- _GIVEN REQUEST_: Can you give all the records again without altering a single character?

--*--

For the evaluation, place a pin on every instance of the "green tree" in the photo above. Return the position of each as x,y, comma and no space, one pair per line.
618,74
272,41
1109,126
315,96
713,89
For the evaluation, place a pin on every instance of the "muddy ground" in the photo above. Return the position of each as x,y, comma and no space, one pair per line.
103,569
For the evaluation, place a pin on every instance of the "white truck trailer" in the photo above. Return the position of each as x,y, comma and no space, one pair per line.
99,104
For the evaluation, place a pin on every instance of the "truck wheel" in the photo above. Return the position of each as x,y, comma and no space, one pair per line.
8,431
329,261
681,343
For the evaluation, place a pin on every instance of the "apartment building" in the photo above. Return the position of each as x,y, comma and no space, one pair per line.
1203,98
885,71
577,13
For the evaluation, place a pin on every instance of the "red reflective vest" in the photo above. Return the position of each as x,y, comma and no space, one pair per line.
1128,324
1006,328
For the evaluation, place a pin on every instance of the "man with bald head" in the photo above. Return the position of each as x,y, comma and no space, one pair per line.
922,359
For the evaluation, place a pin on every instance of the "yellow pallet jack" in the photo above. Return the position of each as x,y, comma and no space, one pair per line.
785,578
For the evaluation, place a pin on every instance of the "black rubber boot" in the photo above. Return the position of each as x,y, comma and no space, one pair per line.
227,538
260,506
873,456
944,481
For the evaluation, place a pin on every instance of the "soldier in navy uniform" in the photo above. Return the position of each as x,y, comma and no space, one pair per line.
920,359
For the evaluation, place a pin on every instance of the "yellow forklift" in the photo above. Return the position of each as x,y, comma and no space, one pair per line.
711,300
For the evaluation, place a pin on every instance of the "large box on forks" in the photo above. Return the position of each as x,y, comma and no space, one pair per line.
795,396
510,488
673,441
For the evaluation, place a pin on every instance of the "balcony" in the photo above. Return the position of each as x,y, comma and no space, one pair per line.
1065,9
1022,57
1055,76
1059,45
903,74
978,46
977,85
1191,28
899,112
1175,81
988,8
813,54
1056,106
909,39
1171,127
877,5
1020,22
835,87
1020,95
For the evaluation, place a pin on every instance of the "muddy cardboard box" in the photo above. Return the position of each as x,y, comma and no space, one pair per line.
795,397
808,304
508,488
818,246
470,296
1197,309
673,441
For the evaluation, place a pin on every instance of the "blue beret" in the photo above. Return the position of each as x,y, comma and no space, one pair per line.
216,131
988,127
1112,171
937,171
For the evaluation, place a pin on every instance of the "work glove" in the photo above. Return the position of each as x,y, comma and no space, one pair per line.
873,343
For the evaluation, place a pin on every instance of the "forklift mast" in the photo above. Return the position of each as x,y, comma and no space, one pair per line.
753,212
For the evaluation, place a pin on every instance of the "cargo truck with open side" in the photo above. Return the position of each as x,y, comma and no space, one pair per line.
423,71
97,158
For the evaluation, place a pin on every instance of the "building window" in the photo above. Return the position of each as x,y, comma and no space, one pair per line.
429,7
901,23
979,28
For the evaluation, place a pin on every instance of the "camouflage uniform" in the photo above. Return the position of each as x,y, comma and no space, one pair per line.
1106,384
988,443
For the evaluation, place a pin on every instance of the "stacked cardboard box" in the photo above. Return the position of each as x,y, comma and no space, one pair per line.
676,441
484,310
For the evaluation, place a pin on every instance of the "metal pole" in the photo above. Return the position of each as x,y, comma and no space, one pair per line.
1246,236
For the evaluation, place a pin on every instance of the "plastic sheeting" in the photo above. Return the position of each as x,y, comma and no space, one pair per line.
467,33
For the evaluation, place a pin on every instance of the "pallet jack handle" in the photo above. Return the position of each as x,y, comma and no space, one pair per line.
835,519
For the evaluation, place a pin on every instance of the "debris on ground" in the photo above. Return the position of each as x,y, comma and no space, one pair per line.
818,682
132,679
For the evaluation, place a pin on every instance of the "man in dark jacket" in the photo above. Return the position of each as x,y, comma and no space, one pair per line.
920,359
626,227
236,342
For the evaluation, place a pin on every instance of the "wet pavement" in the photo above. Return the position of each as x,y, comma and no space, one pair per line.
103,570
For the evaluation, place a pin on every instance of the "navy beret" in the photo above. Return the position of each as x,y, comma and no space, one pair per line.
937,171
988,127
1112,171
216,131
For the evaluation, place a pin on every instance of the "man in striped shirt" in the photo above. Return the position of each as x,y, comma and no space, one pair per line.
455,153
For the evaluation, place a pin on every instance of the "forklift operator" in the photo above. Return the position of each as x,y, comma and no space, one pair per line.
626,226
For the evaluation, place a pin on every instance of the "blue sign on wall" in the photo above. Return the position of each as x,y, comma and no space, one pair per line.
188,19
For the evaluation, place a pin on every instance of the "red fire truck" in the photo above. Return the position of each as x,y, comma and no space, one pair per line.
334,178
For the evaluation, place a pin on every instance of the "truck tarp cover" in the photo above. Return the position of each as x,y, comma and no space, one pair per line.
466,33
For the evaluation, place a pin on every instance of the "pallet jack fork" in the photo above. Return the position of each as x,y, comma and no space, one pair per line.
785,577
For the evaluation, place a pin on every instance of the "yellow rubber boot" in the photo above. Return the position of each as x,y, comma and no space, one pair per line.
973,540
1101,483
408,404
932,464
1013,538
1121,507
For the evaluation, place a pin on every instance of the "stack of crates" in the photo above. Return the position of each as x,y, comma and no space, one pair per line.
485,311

--*--

- _ANSWER TO THIS TASK_:
For the evaluation, place a pin on every instance of the "green tree" in the photo above. Return the position of each as x,y, comma and no space, one pair per line.
618,74
272,41
1109,126
315,96
713,89
For the evaluation, place a pin on every instance of the "muddy ground" in the photo above. Return the position of each as x,y, comma and no space, one pair per line.
103,569
For the evaluation, place a pin on every instance of the "white truck trailer" in the photo above. Return the position of each as x,y, comma and no space, one pair per line.
99,104
For the evaluation, place a pin on every instance of the "truck wheel" in the photo above. Return the position of each as x,y, comma and no space, one pair per line.
8,431
329,261
681,343
For the evaluation, place a pin on every instance of the "apartment building" in the photo above. Return the position of each as x,y, comma and no space, one pair per line.
1203,98
885,71
577,13
For the evaluation, place a pin on every instance of the "red reflective vest" in the photo above. Return the position of each as x,y, comma and no space, one pair per line.
1128,324
1006,328
For the evaluation, place a pin on every instance of the "man with bald head" in the photo above. Return the position of each as x,y, comma and no space, one pair per line.
922,359
For the evaluation, place a pin on every instance of the "yellow pallet jack" in the photo above. Return the position of each as x,y, comma and no space, one pair per line.
785,578
For the evaluation, place a pin on every instance of the "black rubber boot" in the photo above. Return the position of each as x,y, comma and no space, one pair per line.
227,538
260,506
873,456
944,481
For the evaluation, place a pin on every instance of the "soldier in navy uniform" in the photo above. Return the position of each as x,y, comma and no space, one pair per line.
920,359
For the evaluation, place a pin on every instance of the "yellow forklift" in the photo above. Return the position of each as x,y, comma and no space, one pair per line.
711,300
For the evaluation, place a pin on every instance of the "large box on forks" in the photo above. Return the position of each as x,y, comma and no space, one pair per line.
795,396
510,488
673,441
For the evaluation, place a pin on every instance of the "balcony" in the photo above. Return the position of each as x,y, comma and no space, one pair per line.
1065,9
1022,57
1055,76
1059,45
903,74
978,46
977,85
1191,28
899,112
1175,81
988,8
813,54
1056,106
909,39
1171,127
877,5
1020,22
835,87
1020,95
For the evaluation, place a pin on every instance of the "muddy cardboard box" in the photo above. Return the position of each as x,y, comma and no space, one pair per line.
795,397
808,304
508,488
818,246
470,296
1197,309
673,441
For the evaluation, place a pin on every instance of the "blue beret" in the photo above. Return the position of each as x,y, comma and no space, one pair per line.
216,131
988,127
1112,171
937,171
For the evaluation, place a pin on every instance of the "work glove" in the photo above. Return the position of each as x,y, comma and no space, one pair per line.
873,343
For the evaluation, place a pin on every instance of the "forklift mast" in the photo above. Return the position of each as x,y, comma and no space, one pair per line.
753,212
For the evaluation, place a pin on every instance of the "cargo truck with open side" in the photo above. Return the position of each as x,y, comma and no space, one pair per line.
423,71
97,158
For the evaluation, place a pin on every instance of the "building window" in the photo above. Return the position of each as x,y, comma and no space, one pair per line.
429,7
901,23
979,28
For the evaluation, place a pin on every instance of the "camouflage uniform" in the photo above. Return the position of each as x,y, comma and no space, one pair per line.
1106,384
988,443
For the evaluation, place a pin on every instance of the "stacked cardboard box" in the photo above. Return the position of each as x,y, comma and no space, one pair per line.
676,441
484,310
For the evaluation, place a pin on every instance of the "metal pole" in the photo above. Return the position of each as x,y, comma and no space, one pair per line.
1246,236
For the evaluation, place a pin on every instance of the "plastic sheeting" in the photo above. Return the position of each as x,y, comma and no space, one pair per line.
467,33
For the evaluation, place a pin on every instance of the "pallet jack handle" in the photo above. Return the position of each as x,y, comma and no space, one pair per line.
835,519
For the evaluation, place a pin on every instance of the "debris on ground" in the photo above. Return the position of each as x,y, comma and no space, one pair per line.
818,682
132,679
For the evaluation, place a pin on every instance of the "man in dark jacket" in the photo above. Return the position of each as x,y, comma and no space, one pair per line.
920,359
626,227
236,342
For the evaluation, place a pin on every instance of the "wet pavement" in the photo above. Return the position of each as x,y, comma and no space, one pair per line.
103,570
For the evaluation, place a pin on every instance of the "navy beret" in the photo above. Return the position of each as x,y, comma and no space, one pair per line.
937,171
988,127
1112,171
216,131
For the evaluation, place a pin on every instance of the "man in striped shirt" in the photo above. Return the position of each as x,y, comma and no space, one pair per line.
455,153
For the evaluation, place a pin on every instance of the "forklift operator" in the photo above. Return the position of each as x,y, comma and no space, one pair per line.
626,226
For the evaluation, place a pin on every instance of the "blue sign on wall" in the photo above. Return the position of each as x,y, comma and no space, one pair per line.
188,19
For the evaluation, place a pin on every instance of the "red fire truck" in the photo above. Return the position of each as x,y, comma and no space, one pair per line.
334,178
For the evaluation, place a pin on every instance of the "truck tarp cover" in the photo above. Return the position of each as x,y, comma and no space, one pair per line.
466,33
For the evaluation, place a pin on every instance of the "pallet jack fork" in the photo above. Return the position of each as x,y, comma and no space, one pair per line.
785,577
For the evaluation, place a pin on every instance of the "yellow rubber boot" in the photo above. Return the position of each as x,y, comma and no space, one pair per line.
973,540
1101,483
408,404
932,464
1013,538
1121,507
For the evaluation, place a pin on every instance of the "stack of crates" in the photo above. Return the position of each as x,y, comma and no space, one pair per line.
485,311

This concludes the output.